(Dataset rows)
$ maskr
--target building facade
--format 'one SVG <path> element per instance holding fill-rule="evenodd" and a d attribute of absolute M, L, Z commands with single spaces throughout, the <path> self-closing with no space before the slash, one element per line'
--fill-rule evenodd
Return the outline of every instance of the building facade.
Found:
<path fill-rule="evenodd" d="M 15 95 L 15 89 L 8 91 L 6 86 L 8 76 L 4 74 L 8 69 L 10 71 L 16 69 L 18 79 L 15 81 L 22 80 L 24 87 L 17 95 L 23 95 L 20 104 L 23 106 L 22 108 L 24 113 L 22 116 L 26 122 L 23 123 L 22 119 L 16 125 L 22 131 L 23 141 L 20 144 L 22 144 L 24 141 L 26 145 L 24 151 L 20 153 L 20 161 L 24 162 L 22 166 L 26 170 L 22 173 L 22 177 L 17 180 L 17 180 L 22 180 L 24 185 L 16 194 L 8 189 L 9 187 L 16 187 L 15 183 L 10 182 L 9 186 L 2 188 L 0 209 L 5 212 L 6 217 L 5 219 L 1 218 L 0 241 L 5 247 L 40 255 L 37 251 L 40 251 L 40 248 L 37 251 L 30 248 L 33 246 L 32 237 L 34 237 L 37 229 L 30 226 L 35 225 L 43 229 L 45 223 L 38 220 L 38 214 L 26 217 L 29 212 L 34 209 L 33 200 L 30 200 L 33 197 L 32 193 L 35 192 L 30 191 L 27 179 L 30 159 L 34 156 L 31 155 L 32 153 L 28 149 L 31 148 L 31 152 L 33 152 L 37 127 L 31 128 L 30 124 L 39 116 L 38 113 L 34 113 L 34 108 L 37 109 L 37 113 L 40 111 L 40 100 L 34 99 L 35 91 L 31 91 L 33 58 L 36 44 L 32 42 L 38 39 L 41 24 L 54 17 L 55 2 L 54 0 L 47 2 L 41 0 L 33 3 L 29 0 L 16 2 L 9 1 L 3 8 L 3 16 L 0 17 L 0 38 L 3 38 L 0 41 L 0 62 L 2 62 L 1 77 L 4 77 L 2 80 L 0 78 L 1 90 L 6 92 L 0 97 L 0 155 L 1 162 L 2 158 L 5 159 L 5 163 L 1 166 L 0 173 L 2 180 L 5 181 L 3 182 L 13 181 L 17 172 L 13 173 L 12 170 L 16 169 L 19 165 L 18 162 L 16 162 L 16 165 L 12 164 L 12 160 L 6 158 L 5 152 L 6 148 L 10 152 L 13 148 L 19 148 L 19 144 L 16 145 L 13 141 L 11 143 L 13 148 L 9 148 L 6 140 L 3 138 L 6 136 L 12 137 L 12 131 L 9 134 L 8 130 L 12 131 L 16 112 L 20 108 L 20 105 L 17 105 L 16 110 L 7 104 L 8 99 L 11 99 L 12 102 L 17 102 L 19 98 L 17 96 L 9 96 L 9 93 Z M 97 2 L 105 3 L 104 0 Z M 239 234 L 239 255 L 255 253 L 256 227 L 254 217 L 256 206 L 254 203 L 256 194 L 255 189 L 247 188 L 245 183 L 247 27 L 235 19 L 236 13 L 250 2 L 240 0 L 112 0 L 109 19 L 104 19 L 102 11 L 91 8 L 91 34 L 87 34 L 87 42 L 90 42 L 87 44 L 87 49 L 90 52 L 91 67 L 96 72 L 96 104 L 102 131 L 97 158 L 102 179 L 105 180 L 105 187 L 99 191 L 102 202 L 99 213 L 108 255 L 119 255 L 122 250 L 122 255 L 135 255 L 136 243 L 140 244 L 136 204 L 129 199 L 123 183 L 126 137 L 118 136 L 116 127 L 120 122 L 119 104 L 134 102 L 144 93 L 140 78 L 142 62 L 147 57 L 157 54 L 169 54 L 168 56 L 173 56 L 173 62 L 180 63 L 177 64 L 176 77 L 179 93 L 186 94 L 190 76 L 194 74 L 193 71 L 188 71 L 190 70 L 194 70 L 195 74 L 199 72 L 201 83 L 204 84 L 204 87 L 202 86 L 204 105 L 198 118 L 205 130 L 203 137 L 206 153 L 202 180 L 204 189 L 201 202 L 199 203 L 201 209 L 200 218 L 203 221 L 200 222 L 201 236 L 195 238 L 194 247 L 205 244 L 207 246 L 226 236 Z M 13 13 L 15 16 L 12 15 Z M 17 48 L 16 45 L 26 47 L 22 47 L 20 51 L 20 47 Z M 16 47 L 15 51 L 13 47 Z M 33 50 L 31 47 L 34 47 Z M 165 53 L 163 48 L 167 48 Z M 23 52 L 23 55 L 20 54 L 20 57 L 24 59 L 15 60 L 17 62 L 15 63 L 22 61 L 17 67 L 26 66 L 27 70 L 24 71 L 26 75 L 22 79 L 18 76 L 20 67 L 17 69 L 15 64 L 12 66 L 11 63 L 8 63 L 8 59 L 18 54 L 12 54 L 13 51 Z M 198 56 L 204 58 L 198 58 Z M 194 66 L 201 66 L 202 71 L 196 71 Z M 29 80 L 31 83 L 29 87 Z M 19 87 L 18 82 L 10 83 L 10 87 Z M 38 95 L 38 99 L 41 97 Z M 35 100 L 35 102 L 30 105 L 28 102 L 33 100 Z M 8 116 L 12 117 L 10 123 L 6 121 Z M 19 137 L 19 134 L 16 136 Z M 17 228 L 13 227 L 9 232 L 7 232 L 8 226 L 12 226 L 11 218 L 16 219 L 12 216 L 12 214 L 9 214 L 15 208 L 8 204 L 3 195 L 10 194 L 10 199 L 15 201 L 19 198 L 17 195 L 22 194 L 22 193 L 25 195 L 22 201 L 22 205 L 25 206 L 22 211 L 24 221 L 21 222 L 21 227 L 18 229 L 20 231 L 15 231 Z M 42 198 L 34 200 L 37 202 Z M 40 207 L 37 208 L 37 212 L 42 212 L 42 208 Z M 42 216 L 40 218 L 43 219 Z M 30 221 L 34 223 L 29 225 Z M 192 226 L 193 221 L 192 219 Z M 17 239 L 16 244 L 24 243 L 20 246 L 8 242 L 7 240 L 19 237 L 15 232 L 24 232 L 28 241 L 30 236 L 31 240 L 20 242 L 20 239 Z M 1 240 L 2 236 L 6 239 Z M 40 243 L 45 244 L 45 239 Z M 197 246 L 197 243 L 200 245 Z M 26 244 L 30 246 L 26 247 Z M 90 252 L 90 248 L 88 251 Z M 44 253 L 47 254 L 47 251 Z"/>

_Work to do_: Rewrite the dataset rows, replacing each occurrence of "building facade" with "storefront" and keeping everything else the same.

_Exercise output_:
$ maskr
--target storefront
--format 'one SVG <path> element per instance holding fill-rule="evenodd" and a d attribute of absolute M, L, Z commands with single spaces throughout, the <path> self-closing with no space before the slash, one element per line'
--fill-rule evenodd
Return the outline of every instance of the storefront.
Found:
<path fill-rule="evenodd" d="M 15 95 L 15 89 L 8 91 L 6 86 L 8 76 L 4 74 L 8 69 L 10 71 L 16 69 L 18 79 L 15 81 L 22 80 L 24 87 L 17 95 L 23 95 L 20 104 L 23 106 L 22 108 L 24 113 L 22 116 L 26 122 L 23 123 L 22 119 L 16 125 L 22 131 L 23 141 L 20 144 L 22 144 L 24 141 L 26 145 L 24 151 L 20 153 L 20 161 L 24 162 L 22 166 L 26 170 L 22 173 L 22 177 L 17 180 L 17 180 L 22 180 L 24 185 L 16 194 L 8 189 L 9 187 L 16 187 L 15 183 L 10 182 L 9 186 L 2 188 L 0 209 L 5 212 L 6 217 L 5 219 L 1 218 L 0 241 L 5 247 L 40 255 L 37 251 L 40 251 L 40 248 L 37 251 L 30 248 L 33 246 L 32 237 L 34 237 L 37 229 L 30 226 L 35 225 L 43 229 L 45 223 L 38 220 L 38 214 L 26 217 L 29 212 L 34 209 L 33 200 L 30 200 L 33 197 L 32 193 L 35 192 L 30 191 L 27 179 L 30 159 L 34 156 L 31 155 L 32 153 L 28 149 L 31 148 L 31 152 L 33 152 L 37 127 L 31 128 L 30 124 L 39 116 L 38 113 L 34 113 L 34 108 L 37 109 L 37 113 L 40 111 L 40 100 L 34 99 L 35 91 L 31 91 L 33 58 L 36 44 L 32 42 L 38 39 L 41 24 L 54 17 L 55 2 L 54 0 L 47 2 L 41 0 L 33 3 L 29 0 L 16 2 L 9 1 L 3 8 L 3 16 L 0 17 L 0 38 L 3 38 L 0 41 L 0 62 L 2 62 L 1 77 L 4 77 L 2 80 L 0 78 L 1 90 L 6 92 L 0 97 L 0 155 L 1 162 L 2 158 L 5 159 L 5 163 L 1 166 L 0 173 L 2 180 L 5 181 L 3 182 L 13 181 L 17 172 L 13 173 L 12 170 L 16 169 L 19 165 L 18 162 L 16 162 L 16 165 L 12 164 L 12 160 L 6 158 L 5 152 L 6 148 L 10 152 L 13 148 L 19 148 L 19 144 L 16 145 L 13 141 L 11 143 L 13 148 L 9 148 L 6 140 L 3 138 L 6 136 L 12 137 L 12 131 L 9 134 L 8 130 L 12 131 L 16 112 L 20 108 L 20 105 L 17 105 L 16 110 L 7 104 L 8 99 L 11 99 L 12 102 L 17 102 L 19 98 L 17 96 L 9 96 L 9 93 Z M 97 2 L 105 3 L 104 0 Z M 239 234 L 239 255 L 255 253 L 256 227 L 254 217 L 256 206 L 254 203 L 256 194 L 255 189 L 247 188 L 245 183 L 247 27 L 235 19 L 236 13 L 250 2 L 240 0 L 112 0 L 109 19 L 104 19 L 102 11 L 91 8 L 91 34 L 87 34 L 87 42 L 90 42 L 87 44 L 87 49 L 90 52 L 91 67 L 96 72 L 96 104 L 102 131 L 97 158 L 102 179 L 105 180 L 105 187 L 99 191 L 102 202 L 99 213 L 108 255 L 119 255 L 122 250 L 122 255 L 135 255 L 136 243 L 140 244 L 136 204 L 129 199 L 123 183 L 126 137 L 118 136 L 116 127 L 120 122 L 119 104 L 134 102 L 144 93 L 140 78 L 142 62 L 147 57 L 157 54 L 169 54 L 168 56 L 173 56 L 173 62 L 180 63 L 177 64 L 176 77 L 179 93 L 186 94 L 190 76 L 194 74 L 193 71 L 188 71 L 190 70 L 194 70 L 195 74 L 199 72 L 201 83 L 204 84 L 204 87 L 202 86 L 204 105 L 198 118 L 205 130 L 203 137 L 206 153 L 202 180 L 204 189 L 201 202 L 199 203 L 201 209 L 200 218 L 203 221 L 200 222 L 201 236 L 195 238 L 194 247 L 205 244 L 207 246 L 226 236 Z M 13 13 L 15 16 L 12 15 Z M 17 48 L 16 45 L 26 47 L 22 47 L 20 51 L 20 47 Z M 16 47 L 15 51 L 13 47 Z M 33 50 L 31 47 L 34 47 Z M 165 53 L 163 48 L 167 48 Z M 23 52 L 23 55 L 20 54 L 20 57 L 24 59 L 15 60 L 17 62 L 15 63 L 22 61 L 17 67 L 26 66 L 27 70 L 24 71 L 26 75 L 22 79 L 18 76 L 20 67 L 17 69 L 15 64 L 12 66 L 11 63 L 8 63 L 8 59 L 18 54 L 12 54 L 13 51 Z M 198 56 L 204 58 L 198 58 Z M 194 66 L 201 66 L 202 71 L 196 71 Z M 29 80 L 31 83 L 29 87 Z M 19 87 L 18 82 L 10 83 L 10 87 Z M 38 95 L 38 99 L 41 97 Z M 35 100 L 35 102 L 30 105 L 28 102 L 33 100 Z M 8 116 L 12 117 L 10 123 L 6 121 Z M 19 137 L 19 134 L 16 136 Z M 17 228 L 13 227 L 9 232 L 7 232 L 8 226 L 12 226 L 11 218 L 16 219 L 12 216 L 12 214 L 9 214 L 15 208 L 8 204 L 3 195 L 10 194 L 10 199 L 15 201 L 19 198 L 17 195 L 22 194 L 22 193 L 25 195 L 22 201 L 22 205 L 25 206 L 22 211 L 24 221 L 21 222 L 21 227 L 18 229 L 20 231 L 15 231 Z M 42 198 L 34 200 L 37 202 Z M 40 207 L 37 208 L 37 212 L 42 212 L 42 208 Z M 42 216 L 40 218 L 43 219 Z M 30 221 L 34 223 L 29 225 Z M 192 226 L 193 221 L 192 219 Z M 17 239 L 16 244 L 24 243 L 20 246 L 8 242 L 7 240 L 19 237 L 15 232 L 24 232 L 28 241 L 30 236 L 31 240 L 20 242 L 20 239 Z M 1 240 L 2 236 L 6 239 Z M 40 243 L 45 244 L 45 239 Z M 197 246 L 197 243 L 200 245 Z M 26 244 L 30 246 L 26 247 Z M 90 252 L 90 248 L 88 251 Z M 44 253 L 47 254 L 47 251 Z"/>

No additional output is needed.